■ **Records for the task**:
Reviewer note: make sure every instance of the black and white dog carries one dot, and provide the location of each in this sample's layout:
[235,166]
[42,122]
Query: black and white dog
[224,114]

■ **The problem**: Copy each of the items above word for word, keeping every line as it appears.

■ **Exercise result**:
Reviewer note: make sure every instance of the black and white dog carries one dot, and provide the location of each in this sample's layout:
[235,166]
[42,122]
Query: black and white dog
[224,114]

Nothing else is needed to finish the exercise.